Every record should be restated exactly, with no images included.

(Dataset records)

•••

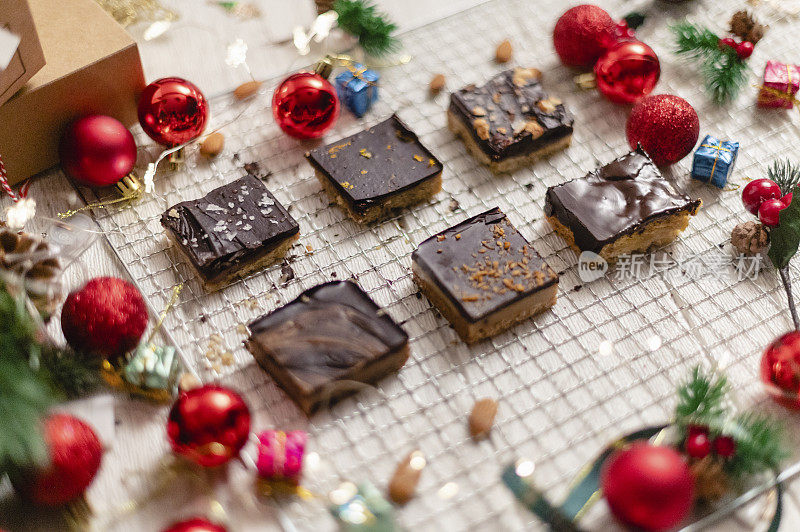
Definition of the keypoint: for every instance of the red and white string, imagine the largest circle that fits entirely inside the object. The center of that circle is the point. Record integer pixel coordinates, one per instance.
(23, 192)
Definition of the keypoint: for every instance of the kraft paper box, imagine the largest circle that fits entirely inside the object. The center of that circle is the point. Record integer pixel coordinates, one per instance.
(26, 56)
(92, 66)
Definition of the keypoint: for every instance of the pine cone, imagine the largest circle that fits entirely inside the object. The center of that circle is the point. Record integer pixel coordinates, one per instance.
(29, 261)
(710, 480)
(750, 238)
(744, 26)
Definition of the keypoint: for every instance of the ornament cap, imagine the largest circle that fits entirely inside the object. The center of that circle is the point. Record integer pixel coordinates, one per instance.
(324, 67)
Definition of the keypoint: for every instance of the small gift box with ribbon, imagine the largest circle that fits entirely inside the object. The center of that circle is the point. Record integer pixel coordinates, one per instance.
(357, 88)
(781, 82)
(280, 455)
(714, 160)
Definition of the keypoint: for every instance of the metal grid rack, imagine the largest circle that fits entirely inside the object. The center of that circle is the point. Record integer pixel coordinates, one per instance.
(604, 361)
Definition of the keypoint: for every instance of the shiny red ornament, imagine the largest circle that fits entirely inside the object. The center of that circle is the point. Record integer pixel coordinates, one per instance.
(627, 72)
(209, 425)
(583, 34)
(648, 487)
(757, 192)
(75, 454)
(196, 524)
(780, 369)
(97, 150)
(172, 111)
(698, 444)
(107, 317)
(305, 105)
(666, 126)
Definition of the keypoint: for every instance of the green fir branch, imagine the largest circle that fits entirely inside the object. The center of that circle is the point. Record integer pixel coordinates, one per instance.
(694, 41)
(785, 173)
(760, 445)
(722, 69)
(363, 20)
(73, 374)
(25, 394)
(700, 399)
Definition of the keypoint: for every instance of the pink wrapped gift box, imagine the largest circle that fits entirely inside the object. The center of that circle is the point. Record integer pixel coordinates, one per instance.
(280, 455)
(781, 82)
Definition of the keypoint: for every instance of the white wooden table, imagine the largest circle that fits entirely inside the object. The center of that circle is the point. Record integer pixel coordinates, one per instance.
(195, 48)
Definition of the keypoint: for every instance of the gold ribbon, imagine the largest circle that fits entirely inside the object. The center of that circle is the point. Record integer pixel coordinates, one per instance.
(716, 158)
(130, 188)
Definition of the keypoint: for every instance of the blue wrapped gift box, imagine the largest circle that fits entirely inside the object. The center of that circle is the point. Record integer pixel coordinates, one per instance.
(714, 160)
(357, 88)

•••

| Task solution |
Definition of the keypoint: for every instance of the red and white string, imagine the largest circle that fits entirely inside the object. The center of that circle is the point. Record integer pixel coordinates, one per instance.
(23, 192)
Definition of the keypoint: for every instance of the kraft paper box, imagine the largest circle that fits entirely inside the object. The center of that circle is the point. Record integer pixel coordinates, one per instance.
(26, 56)
(92, 66)
Definition of the keypoint: for every instance of the pine cone, imagine the largest circle that fits entirely inside the object. The center of that circle is the point. Record integer pixel coordinates, one per instance.
(29, 261)
(710, 480)
(750, 238)
(744, 26)
Definition of the keypoint: for every instance of the ornament cap, imagine the largest circle that fits entirely inside the object. The center of that circle is the point. Record integer pixel coordinates, one per instance.
(324, 67)
Definition of the keypoint: for every instance of the small gift box with ribbon, imagine the largest circle that fits entirely inside the object. The center of that circle is the point. Record integer pixel coordinates, one per instance.
(357, 88)
(781, 82)
(280, 455)
(714, 160)
Definition of the keypoint: for every instance of the metal grid rack, imagine the largest circle that fits entirely inside the object. The center of that circle is the point. Record integer pixel coordinates, one per instance.
(604, 361)
Definition of the keypoint: for every instance of the shiny red ornament, imagine the largest circle that fits entirely inside the object. The center of that circle is the point. Record integer pixel coordinates, one per instance.
(627, 72)
(209, 425)
(583, 34)
(648, 487)
(757, 192)
(75, 454)
(196, 524)
(780, 369)
(97, 150)
(172, 111)
(698, 444)
(107, 317)
(305, 105)
(666, 126)
Definition of the keypoint: for every instance of the green fir branch, imagine the largest circle that fits entirely inside the object. The center of that circle is the point. Record integer pixel coordinates, one per instance.
(694, 41)
(785, 173)
(760, 445)
(722, 69)
(363, 20)
(73, 374)
(25, 394)
(700, 399)
Definition of the keypoint: for every instance of the pink wrapped gift box, imagine the largest circle that fits entirely inside the object. The center of that circle is the point. Record integer pixel coordinates, one per instance.
(280, 455)
(781, 82)
Definition of the keypoint: for every instance of the white wooden table, imagine the largest circle that fits entirely inside the object. The center of that circle is the point. Record integer pixel coordinates, one per instance.
(195, 48)
Definition of the keypoint: for every instance of the gold ribbon, imagine the largest circle that fits entirely inside the object. The center of that circle is the point. Record integer pixel coordinates, one per instance.
(716, 158)
(130, 188)
Definition of the keypoint: for every instance of the blue wrapped gift box, imagine the largest circle that fits entirely inside the object. The center of that circle is the point. Record integer pixel coordinates, one per instance.
(714, 160)
(357, 88)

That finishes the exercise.